• **TEXTO APRESENTADO**:
O título e a abertura deste artigo soam um tanto folhetinescos e
sensacionalistas. Que fazer, no
entanto, quando a realidade de
um sistema econômico enlouquecido é, ela mesma, escandalosa e
obscena? Quem duvida consulte
as estatísticas das Nações Unidas,
baseadas no FMI ("World Economic Outlook", "Balance of Payments Statistics", 2004). Constatará que, a partir de 1998, as economias em desenvolvimento sofreram uma transferência líquida
de recursos financeiros de um total astronômico de US$ 1,234 trilhão. É a soma acumulada de sete
anos sucessivos de transferências
líquidas, que só fazem aumentar,
dos US$ 35 bilhões negativos de
1998 aos US$ 312,7 bilhões, quase
nove vezes mais, de 2004 (estimativa).

• **INSTRUÇÕES A SEGUIR**: Estenda o texto sobre a transferência líquida de recursos financeiros das economias em desenvolvimento, começando logo após a última frase apresentada. Os registros constituem material à parte, sem relação com o texto.

• **REGISTROS FORNECIDOS**:
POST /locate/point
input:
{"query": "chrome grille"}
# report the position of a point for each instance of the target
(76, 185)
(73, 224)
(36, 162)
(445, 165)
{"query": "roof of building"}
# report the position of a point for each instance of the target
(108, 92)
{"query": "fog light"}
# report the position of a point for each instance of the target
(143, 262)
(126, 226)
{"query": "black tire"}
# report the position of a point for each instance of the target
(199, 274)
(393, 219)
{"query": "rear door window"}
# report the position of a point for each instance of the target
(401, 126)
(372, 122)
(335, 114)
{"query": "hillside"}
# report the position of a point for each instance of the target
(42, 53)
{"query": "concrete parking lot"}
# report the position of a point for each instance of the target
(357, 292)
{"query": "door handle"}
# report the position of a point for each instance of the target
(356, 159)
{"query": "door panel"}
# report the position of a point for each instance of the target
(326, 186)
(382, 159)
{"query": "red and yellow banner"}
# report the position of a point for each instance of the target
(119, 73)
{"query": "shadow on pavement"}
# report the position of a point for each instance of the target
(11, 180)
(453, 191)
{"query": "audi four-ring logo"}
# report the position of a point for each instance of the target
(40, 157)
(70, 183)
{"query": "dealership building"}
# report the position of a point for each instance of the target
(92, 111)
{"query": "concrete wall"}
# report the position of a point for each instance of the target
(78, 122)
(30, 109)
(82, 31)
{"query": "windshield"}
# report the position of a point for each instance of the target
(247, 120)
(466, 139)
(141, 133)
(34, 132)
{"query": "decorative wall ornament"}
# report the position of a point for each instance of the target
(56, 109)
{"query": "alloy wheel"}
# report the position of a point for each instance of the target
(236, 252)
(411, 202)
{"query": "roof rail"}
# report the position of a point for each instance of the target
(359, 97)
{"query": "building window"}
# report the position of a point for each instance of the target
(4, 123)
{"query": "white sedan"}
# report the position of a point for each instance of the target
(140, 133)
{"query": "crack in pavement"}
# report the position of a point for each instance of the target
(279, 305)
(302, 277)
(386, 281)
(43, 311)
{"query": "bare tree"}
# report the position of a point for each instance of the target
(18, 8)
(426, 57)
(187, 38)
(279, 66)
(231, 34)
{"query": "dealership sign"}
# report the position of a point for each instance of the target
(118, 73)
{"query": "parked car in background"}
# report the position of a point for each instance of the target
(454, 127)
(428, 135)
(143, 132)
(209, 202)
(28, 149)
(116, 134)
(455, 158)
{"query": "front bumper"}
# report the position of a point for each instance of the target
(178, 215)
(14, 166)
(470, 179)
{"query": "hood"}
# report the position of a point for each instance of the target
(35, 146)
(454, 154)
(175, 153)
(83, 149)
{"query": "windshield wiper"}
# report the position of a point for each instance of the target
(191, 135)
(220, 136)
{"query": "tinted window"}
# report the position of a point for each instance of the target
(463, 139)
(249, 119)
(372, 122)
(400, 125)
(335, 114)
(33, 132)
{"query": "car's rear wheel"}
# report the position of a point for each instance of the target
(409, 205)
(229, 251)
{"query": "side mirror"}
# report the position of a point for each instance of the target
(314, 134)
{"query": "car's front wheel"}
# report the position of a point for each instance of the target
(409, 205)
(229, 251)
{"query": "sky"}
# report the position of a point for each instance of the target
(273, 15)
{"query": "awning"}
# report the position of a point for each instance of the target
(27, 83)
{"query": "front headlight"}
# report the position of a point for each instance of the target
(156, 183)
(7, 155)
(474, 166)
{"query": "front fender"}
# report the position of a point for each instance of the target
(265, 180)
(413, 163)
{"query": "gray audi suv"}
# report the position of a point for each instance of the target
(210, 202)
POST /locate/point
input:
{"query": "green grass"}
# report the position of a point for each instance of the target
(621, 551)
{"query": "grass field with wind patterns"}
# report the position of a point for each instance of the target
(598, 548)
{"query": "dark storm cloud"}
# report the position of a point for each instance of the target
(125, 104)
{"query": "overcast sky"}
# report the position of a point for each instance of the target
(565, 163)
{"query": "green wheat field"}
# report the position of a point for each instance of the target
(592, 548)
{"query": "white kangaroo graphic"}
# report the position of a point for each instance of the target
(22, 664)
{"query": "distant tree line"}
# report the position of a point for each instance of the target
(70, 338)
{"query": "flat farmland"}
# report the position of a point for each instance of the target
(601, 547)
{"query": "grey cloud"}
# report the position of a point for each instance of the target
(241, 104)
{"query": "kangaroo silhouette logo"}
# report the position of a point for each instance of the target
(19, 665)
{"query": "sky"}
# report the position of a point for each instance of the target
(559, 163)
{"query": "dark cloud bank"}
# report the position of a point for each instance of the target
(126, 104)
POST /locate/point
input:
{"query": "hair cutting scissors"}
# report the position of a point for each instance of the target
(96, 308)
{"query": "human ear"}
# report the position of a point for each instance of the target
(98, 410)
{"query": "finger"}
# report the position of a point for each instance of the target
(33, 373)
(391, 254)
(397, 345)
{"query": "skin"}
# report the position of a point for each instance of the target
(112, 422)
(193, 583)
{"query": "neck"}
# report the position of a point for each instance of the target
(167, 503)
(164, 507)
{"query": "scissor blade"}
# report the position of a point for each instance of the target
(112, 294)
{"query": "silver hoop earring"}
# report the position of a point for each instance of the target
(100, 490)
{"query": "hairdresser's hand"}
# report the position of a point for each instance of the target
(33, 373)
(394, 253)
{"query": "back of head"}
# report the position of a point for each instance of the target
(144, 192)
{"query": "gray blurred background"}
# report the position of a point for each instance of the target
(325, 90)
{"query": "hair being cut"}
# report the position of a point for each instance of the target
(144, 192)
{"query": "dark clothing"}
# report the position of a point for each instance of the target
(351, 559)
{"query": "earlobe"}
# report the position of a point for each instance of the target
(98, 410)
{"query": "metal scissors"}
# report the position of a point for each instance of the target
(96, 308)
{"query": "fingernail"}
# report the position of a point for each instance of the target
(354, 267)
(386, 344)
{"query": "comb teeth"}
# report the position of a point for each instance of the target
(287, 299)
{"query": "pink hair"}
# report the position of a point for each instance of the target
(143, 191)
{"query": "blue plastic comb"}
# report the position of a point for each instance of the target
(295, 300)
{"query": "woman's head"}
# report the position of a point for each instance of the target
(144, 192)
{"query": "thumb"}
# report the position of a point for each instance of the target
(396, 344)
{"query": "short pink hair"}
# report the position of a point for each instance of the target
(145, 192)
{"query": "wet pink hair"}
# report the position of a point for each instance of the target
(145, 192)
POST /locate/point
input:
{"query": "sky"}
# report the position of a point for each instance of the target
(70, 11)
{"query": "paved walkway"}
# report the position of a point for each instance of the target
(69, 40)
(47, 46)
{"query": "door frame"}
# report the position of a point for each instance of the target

• **RESPOSTA DO EXERCÍCIO**:
Mais ou menos no meio desse
período, março de 2001, a ONU
organizou em Monterrey, México, a conferência internacional
sobre o financiamento ao desenvolvimento, com a esperança de
estancar a hemorragia e inverter
o fluxo. Foi pior. Naquele ano, o
saldo negativo (US$ 142,4 bilhões) saltou, em 2002, para US$
196,4 bilhões, explodindo em
2003, para US$ 268,5 bilhões. A
conferência de Monterrey, que
ouviu mirabolantes promessas
dos principais líderes mundiais,
partia de postulado do mais óbvio bom senso: sendo as economias em desenvolvimento, por
definição, carentes de capital, era
contra-senso surrealista que elas
estivessem a enviar para o exterior mais recursos do que recebiam, numa espécie de transfusão
de sangue às avessas.
Tome-se o caso da América Latina. Até 2001, tínhamos saldos
positivos, de US$ 46,5 bilhões, em
1998, declinando gradualmente
até US$ 5,2 bilhões no ano da
conferência. Desde então, o fluxo
se inverte para negativo. De acordo com o último relatório da Cepal, no ano passado, a região
transferiu ao exterior cerca de
US$ 84 bilhões (4,3% do PIB),
mais que o dobro de 2003 (transferência de US$ 34,4 bilhões ou
2% do PIB). Como se chegou à cifra de 2004?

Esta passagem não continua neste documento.